WRITTEN TASKS
a) Answer these questions about the graduation guide below, one answer per line, marked the same way.
(i) What other name does the guide give for a graduation ceremony?
(ii) According to the guide, by what do some colleges separate their commencement ceremonies?
(iii) In what order are students usually called up by name?
b) Locate every line in the rows below that contains the string "blurred", and copy each one. Case counts.

EXCERPTED PASSAGE

Parent’s Guide to Graduation Ceremony Prep

Everything a parent needs to know for their child's big day!

There may not be a guidebook to parenting, but there are graduation ceremony preparation guides for parents. Before you know it, it’s for your child to graduate and you’re one proud parent! You may even be more excited about your child’s graduation than they are. After all, graduating is a major accomplishment in any young person’s life; a true milestone. Yet, even if you’ve gone through your own graduation ceremony, it’s different to go through it again as a parent. So, how can you best prepare for your child’s graduation ceremony? We’re here to help.

What is a Graduation Ceremony?

A graduation ceremony—also sometimes referred to as commencement — is when someone is awarded their diploma after conferring their degree. The ceremony is rather traditional, and each student is (usually) called up one-by-one to claim their diploma and be acknowledged for their academic achievements. Graduation ceremonies can start as early as preschool, and can follow someone through the end of their academic career as a postgraduate student.

No matter how old your child is, attending their graduation ceremony will be meaningful for both you and them, and you’ll carry the memories with you forever.

High School Graduation Ceremony

A high school graduation ceremony is considered the first “major” graduation, and boy, is it a sight to see! When you child graduates from high school, they will often be responsible for staying up-to-date on graduation deadlines and information, though parents are usually kept in the loop to some extent.  

What makes a high school graduation different from other graduation ceremonies? To start, you’ll have to find that balance by having some oversight of your child’s graduation obligations, while seeing expectations for your child to take the lead as they transition into adulthood.

College Graduation Ceremony

A college graduation ceremony is a bit different than a high school graduation ceremony. For one, while a high school graduating class will do the commencement together, some colleges will separate each commencement ceremony by the program or major. Parents will, therefore, need a graduation program to know where to go.  

What if my child is a double-major?

If your child is a double-major, you might be wondering where they’ll do their commencement. As a double-major comes as one diploma, your child will likely be told which program’s ceremony they should be joining. Or, they may be able to choose. As a college student, they should be responsible enough to find the answers on their own.

What if I have two children graduating at different locations?

Are you a parent to twins or siblings in the same graduating class, and each one is studying in a different academic program? This can be a challenge. See if other family members can attend the commencement, so that there’s at least one person there for each child.

Consult your children about this, because they may have a preference of who they want at their ceremony. If you are a single-parent and the only one who can attend, then see if your children can talk to the school about coordinating the times of when they will each be called up, so you can make it to both ceremonies and watch each one get their diploma.

What to Expect at Your Child's Graduation Ceremony

Even though you may have been envisioning your child’s graduation ceremony for their entire life, it’s good to be a bit open-minded in terms of your expectations for graduation day. Each school may do things differently, but you can expect that students will be called up by their name, usually in alphabetical order. Your child will collect their diploma (while you cheer and shout!), and they’ll go back to their seat. There might be speeches from faculty, students, and special guests, photo-ops, announcements, and words of encouragement. There may even be tears!

INPUT DATA
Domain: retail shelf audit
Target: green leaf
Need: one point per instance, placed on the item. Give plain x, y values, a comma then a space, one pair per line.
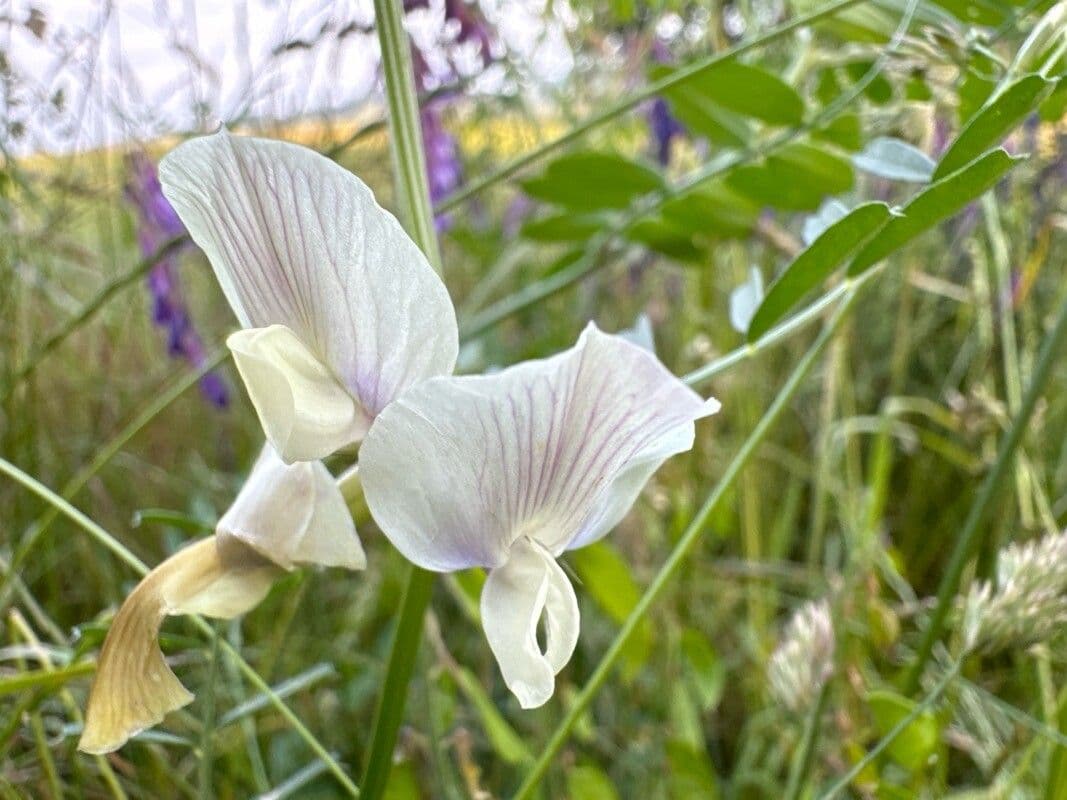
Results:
592, 180
706, 671
896, 160
666, 238
992, 123
747, 91
844, 130
917, 744
566, 227
930, 206
715, 211
589, 783
606, 578
796, 178
815, 264
502, 736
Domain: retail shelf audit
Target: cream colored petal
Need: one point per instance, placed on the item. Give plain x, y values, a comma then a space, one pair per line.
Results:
306, 413
514, 598
293, 514
133, 688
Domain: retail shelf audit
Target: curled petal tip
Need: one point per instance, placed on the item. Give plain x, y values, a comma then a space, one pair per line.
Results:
515, 597
134, 688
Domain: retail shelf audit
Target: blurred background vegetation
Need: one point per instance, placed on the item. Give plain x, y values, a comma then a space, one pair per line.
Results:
115, 394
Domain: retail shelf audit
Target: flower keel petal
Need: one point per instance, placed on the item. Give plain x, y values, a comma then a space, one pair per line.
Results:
293, 514
305, 411
134, 688
513, 601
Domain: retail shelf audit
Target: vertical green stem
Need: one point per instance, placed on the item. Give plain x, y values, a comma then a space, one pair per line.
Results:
969, 537
405, 140
410, 162
682, 549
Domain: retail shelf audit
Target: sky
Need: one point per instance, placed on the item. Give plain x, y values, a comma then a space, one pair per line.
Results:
92, 73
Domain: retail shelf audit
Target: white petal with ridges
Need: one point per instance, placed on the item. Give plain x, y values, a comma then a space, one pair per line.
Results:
293, 514
299, 241
304, 410
458, 468
529, 586
134, 688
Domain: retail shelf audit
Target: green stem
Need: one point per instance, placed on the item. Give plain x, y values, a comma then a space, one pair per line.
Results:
401, 665
637, 98
405, 141
682, 549
407, 146
969, 537
807, 754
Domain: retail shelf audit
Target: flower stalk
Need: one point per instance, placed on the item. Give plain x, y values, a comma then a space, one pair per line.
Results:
409, 159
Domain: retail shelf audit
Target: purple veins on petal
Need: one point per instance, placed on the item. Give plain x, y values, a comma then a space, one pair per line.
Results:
158, 223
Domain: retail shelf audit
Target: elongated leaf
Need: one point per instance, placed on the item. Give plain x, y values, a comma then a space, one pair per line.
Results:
564, 227
796, 178
742, 89
713, 211
993, 122
815, 264
592, 180
896, 160
666, 238
934, 204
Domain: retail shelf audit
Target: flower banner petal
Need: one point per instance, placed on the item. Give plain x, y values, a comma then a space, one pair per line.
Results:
514, 598
297, 240
305, 412
293, 514
133, 688
458, 468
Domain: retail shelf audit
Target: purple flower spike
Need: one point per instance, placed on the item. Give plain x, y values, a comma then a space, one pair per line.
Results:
158, 224
443, 168
664, 127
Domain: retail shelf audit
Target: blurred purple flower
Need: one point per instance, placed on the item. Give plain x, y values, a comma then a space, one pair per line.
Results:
443, 168
664, 127
158, 224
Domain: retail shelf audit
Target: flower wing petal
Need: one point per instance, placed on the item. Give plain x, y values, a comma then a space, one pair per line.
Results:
297, 240
514, 598
293, 514
458, 468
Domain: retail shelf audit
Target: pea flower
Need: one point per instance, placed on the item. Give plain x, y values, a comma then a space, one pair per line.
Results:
285, 515
340, 312
507, 472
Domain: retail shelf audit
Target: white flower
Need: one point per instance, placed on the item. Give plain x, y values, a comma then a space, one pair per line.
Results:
507, 472
284, 515
340, 309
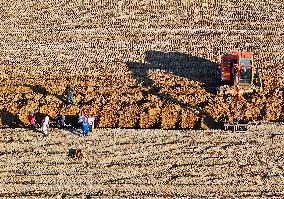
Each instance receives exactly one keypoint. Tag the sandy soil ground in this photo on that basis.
(142, 163)
(134, 60)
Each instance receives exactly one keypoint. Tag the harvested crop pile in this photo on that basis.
(129, 117)
(146, 53)
(150, 117)
(188, 119)
(170, 116)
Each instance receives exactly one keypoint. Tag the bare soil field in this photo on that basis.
(139, 64)
(142, 163)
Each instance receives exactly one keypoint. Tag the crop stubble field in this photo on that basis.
(143, 163)
(137, 64)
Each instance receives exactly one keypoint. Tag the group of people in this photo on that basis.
(87, 124)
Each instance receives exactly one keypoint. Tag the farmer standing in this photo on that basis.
(85, 127)
(32, 119)
(45, 125)
(60, 120)
(69, 92)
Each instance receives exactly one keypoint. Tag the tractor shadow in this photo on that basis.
(41, 90)
(180, 64)
(194, 68)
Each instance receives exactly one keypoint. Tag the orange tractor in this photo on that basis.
(237, 69)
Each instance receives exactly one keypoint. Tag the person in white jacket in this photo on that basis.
(45, 125)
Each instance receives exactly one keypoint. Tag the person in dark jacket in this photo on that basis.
(32, 119)
(85, 127)
(60, 121)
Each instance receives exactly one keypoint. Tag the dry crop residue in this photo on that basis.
(142, 163)
(136, 64)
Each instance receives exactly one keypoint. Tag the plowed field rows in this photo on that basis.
(137, 63)
(142, 163)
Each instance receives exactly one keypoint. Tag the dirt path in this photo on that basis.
(142, 163)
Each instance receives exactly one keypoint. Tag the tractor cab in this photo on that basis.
(237, 68)
(239, 64)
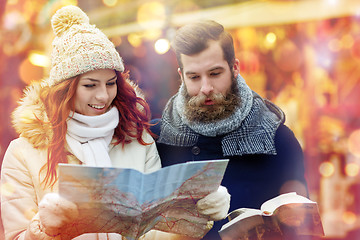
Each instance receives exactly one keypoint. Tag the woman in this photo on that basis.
(87, 112)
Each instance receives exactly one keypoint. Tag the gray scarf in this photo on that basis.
(250, 129)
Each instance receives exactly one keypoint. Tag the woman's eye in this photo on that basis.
(194, 77)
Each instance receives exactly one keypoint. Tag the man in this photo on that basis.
(215, 115)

PER-TASK OUTPUTS
a)
(i) Commencement.
(ii) By the program or major.
(iii) Usually in alphabetical order.

b)
Target: blurred background vegetation
Target: blurred purple flower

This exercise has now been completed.